--- WORK ORDER ---
Repeat the entries word for word. Leave nothing out.

--- MATERIAL FOR THIS TASK ---
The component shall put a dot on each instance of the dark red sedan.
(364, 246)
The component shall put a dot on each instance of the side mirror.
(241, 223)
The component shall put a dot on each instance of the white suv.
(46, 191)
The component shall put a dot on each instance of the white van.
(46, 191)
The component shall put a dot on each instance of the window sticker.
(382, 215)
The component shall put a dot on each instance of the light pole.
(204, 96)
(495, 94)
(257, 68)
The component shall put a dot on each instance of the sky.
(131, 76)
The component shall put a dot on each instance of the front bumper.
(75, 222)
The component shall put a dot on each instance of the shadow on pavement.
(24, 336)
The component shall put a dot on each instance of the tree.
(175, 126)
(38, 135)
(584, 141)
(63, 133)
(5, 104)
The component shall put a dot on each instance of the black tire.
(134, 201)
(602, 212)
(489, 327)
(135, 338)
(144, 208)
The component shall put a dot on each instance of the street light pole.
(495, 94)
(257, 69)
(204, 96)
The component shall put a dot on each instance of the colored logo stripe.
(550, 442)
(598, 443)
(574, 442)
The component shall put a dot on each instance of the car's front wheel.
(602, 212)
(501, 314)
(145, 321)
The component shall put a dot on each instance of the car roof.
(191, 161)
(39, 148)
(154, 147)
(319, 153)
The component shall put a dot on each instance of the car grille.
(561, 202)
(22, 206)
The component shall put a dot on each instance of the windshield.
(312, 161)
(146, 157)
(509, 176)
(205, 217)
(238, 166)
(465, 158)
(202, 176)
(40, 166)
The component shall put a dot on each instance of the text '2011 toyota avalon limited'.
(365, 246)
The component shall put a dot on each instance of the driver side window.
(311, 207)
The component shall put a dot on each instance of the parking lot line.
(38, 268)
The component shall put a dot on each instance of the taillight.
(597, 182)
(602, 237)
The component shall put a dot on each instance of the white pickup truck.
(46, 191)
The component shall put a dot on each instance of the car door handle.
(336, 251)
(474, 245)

--- ANSWER SECTION ---
The component shall put a dot on each instance of the dark red sedan.
(364, 246)
The component shall put a dot on each instance of the side mirror.
(241, 223)
The component shall put a dot on each instance of the white suv.
(46, 191)
The component shall put a dot on each instance of the white van.
(46, 191)
The component shall put a dot on each instance of the window sticker.
(382, 215)
The component shall put a dot on each instance of the light pole.
(204, 96)
(495, 94)
(257, 68)
The component shall put a dot on each instance of the sky.
(131, 76)
The component shall put a dot on each instance of the front bumper.
(75, 222)
The component shall put a dot on each instance of the shadow on pavement.
(24, 336)
The component shall put a dot on each instance of the tree.
(175, 126)
(38, 135)
(584, 141)
(63, 133)
(5, 104)
The component shall put a dot on each instance of the black tire.
(134, 201)
(602, 212)
(489, 327)
(135, 338)
(144, 208)
The component shall put a dot on each instance of the street light pole.
(495, 94)
(257, 69)
(204, 96)
The component shall put a dot on each instance of the colored logo stripe.
(550, 442)
(598, 443)
(574, 442)
The component shall put a dot on each instance of the car's front wheel.
(602, 212)
(501, 314)
(145, 321)
The component shall put a dot on each instance of the car roof.
(191, 161)
(39, 148)
(154, 147)
(319, 153)
The component shall put a dot on each instance of the car grille.
(561, 202)
(22, 206)
The component shall put a dot on each instance of the windshield.
(312, 161)
(146, 157)
(509, 176)
(205, 217)
(238, 166)
(465, 158)
(202, 176)
(40, 166)
The component shall put a dot on each instance of the text '2011 toyota avalon limited'.
(365, 246)
The component shall put a dot on each instance of the driver side window.
(311, 207)
The component shall put a dot on each instance of the parking lot line.
(38, 268)
The component shall put a dot on each instance of the taillight.
(597, 182)
(602, 237)
The component shall put a dot on each instance of the white pickup truck.
(46, 191)
The component shall put a dot on each instance of the car door handle.
(336, 251)
(474, 245)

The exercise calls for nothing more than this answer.